- _Exercise requirements_
Going through the entries below, copy out each line that contains "pagoda".

Stored data entries:
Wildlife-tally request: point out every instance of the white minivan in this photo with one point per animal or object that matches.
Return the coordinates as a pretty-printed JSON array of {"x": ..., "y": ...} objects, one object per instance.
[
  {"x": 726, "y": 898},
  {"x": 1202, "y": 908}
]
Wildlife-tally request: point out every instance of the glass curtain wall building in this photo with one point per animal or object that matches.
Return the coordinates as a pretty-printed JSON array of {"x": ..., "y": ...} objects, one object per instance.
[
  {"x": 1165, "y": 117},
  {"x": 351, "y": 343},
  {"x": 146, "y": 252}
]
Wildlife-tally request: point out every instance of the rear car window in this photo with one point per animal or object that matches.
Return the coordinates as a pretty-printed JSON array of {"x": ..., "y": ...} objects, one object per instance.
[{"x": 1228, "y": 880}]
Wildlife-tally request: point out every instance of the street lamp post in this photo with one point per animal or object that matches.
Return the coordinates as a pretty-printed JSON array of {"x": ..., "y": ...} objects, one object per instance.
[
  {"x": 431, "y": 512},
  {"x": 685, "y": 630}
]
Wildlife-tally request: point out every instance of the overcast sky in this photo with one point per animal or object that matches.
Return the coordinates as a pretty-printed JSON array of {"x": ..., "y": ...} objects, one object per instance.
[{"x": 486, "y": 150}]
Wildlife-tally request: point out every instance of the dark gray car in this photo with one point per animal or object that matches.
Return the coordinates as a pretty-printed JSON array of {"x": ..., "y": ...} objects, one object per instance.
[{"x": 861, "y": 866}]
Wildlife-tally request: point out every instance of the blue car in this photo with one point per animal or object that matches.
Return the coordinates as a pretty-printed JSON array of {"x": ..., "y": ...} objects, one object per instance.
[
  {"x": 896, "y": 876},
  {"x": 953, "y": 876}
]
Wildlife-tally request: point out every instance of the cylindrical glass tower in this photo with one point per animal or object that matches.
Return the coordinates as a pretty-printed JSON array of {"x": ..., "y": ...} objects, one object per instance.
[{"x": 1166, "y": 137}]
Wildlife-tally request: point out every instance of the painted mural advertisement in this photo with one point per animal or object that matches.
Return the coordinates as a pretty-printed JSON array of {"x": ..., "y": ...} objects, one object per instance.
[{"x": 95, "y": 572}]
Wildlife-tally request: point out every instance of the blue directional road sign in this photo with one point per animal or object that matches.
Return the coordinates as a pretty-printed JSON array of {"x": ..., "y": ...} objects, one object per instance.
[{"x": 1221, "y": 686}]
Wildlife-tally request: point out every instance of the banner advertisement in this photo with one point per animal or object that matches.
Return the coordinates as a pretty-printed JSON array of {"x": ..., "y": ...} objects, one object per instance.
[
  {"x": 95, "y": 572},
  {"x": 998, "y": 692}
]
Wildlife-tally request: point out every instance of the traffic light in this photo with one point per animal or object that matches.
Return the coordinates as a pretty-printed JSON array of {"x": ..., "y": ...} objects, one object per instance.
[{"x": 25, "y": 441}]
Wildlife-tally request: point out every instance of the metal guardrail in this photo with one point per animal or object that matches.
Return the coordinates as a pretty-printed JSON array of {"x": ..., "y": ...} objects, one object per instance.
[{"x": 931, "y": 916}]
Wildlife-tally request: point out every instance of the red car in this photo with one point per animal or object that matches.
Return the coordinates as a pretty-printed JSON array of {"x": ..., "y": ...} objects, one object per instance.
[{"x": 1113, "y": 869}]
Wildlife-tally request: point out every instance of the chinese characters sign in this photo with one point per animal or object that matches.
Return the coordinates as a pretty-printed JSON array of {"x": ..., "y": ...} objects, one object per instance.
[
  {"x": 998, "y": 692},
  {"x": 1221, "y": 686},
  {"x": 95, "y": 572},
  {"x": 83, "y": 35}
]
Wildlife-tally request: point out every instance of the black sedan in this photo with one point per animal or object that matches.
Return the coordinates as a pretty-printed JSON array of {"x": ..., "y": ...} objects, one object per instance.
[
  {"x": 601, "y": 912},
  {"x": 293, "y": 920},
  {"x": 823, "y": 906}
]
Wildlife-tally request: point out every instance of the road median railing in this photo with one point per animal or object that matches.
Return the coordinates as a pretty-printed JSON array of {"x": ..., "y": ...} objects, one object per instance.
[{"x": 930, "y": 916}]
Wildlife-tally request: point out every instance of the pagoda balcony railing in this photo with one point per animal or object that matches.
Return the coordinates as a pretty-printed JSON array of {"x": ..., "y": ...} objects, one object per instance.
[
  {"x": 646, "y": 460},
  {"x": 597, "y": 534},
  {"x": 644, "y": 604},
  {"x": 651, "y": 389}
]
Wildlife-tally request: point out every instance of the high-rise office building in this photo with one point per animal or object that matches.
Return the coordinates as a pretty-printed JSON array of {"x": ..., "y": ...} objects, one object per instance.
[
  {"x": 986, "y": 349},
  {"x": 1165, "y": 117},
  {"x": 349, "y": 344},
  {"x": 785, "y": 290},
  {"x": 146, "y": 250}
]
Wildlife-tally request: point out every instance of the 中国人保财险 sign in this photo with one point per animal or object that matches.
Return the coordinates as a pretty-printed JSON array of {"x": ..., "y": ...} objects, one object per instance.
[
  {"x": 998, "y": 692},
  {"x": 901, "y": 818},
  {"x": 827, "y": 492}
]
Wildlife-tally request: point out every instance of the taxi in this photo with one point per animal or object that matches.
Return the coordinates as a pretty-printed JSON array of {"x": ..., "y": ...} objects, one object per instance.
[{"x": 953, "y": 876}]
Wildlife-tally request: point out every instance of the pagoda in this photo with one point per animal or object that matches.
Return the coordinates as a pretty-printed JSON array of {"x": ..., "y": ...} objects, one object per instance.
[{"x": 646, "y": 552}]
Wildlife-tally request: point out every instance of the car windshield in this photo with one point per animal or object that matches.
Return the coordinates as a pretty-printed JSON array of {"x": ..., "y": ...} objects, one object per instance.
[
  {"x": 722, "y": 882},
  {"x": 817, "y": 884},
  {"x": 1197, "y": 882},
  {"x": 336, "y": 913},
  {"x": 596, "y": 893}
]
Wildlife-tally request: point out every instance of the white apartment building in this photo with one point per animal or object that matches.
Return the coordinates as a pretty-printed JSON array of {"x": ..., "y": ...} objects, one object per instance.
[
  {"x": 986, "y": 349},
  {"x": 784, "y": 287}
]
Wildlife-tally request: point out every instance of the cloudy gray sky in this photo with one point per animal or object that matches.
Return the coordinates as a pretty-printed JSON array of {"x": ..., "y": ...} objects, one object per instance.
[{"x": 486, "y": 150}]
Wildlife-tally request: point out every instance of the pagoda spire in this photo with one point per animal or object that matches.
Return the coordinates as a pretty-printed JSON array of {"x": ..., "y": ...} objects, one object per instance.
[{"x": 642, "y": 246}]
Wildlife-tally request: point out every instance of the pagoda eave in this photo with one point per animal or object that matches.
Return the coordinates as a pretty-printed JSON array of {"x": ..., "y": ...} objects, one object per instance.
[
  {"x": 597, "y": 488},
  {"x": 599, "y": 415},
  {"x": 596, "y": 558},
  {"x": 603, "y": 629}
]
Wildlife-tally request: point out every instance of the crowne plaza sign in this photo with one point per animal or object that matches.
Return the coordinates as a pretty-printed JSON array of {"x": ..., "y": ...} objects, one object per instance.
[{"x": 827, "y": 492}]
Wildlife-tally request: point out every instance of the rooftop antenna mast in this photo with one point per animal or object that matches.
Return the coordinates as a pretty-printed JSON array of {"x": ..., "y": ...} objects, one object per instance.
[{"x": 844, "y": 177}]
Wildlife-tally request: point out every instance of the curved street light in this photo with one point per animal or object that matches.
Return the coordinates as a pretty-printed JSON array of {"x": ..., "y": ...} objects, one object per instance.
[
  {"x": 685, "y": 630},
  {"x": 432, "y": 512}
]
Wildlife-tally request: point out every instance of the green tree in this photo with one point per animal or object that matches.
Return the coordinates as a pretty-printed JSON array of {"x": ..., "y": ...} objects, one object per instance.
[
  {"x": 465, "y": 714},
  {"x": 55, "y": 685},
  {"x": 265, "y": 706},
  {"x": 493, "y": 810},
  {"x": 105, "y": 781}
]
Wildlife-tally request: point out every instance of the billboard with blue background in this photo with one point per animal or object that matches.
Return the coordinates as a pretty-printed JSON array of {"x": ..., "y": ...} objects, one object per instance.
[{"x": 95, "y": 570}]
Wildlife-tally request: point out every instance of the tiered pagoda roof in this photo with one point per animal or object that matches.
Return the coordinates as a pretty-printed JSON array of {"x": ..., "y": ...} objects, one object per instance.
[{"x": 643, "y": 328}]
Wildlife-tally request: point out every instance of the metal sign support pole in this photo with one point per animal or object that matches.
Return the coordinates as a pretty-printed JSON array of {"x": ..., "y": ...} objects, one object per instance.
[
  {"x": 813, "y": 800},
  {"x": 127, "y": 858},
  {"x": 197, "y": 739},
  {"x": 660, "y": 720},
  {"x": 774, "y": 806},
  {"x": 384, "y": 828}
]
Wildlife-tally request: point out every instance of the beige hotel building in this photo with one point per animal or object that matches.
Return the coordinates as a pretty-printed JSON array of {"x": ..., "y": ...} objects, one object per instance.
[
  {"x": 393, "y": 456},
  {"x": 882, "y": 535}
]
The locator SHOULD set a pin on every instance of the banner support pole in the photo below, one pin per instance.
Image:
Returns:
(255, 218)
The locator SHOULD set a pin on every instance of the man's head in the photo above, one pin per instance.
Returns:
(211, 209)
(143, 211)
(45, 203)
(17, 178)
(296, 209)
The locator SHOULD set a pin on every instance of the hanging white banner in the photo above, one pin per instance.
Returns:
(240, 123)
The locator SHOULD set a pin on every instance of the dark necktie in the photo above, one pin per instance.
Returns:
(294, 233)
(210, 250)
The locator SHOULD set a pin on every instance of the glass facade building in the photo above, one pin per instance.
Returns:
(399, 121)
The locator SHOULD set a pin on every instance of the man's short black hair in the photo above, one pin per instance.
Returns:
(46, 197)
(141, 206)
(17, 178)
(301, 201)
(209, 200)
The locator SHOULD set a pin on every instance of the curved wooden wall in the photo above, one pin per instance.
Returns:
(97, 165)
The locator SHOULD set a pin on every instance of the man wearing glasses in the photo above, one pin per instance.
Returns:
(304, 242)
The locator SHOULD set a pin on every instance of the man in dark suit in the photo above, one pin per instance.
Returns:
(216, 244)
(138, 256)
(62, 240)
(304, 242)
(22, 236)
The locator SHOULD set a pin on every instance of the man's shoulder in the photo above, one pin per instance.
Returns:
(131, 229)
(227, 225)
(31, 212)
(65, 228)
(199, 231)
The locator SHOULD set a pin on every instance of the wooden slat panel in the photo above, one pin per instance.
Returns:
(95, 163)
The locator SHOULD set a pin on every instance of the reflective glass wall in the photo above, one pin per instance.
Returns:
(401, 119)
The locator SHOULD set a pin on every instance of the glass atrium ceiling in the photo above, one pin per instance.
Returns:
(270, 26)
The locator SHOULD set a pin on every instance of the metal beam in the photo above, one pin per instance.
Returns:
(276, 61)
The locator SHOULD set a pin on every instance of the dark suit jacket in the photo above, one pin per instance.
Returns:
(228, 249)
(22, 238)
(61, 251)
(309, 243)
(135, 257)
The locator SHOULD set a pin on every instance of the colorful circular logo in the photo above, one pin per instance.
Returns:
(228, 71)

- _Your solution_
Wildlife-tally request: point out every instance of the pagoda balcony railing in this photo with one point per animal or object that matches.
Wildlife-tally request: point out every instance of the pagoda in this photo with one point per animal or object that matches.
Wildlife-tally request: point out every instance of the pagoda spire in this photo with one point per animal or object that matches.
Wildlife-tally request: point out every instance of the pagoda eave in this photo with one point per animal or object that matches.
Wildlife-tally request: point out every instance of the tiered pagoda roof in this photo with one point per animal or object that matches.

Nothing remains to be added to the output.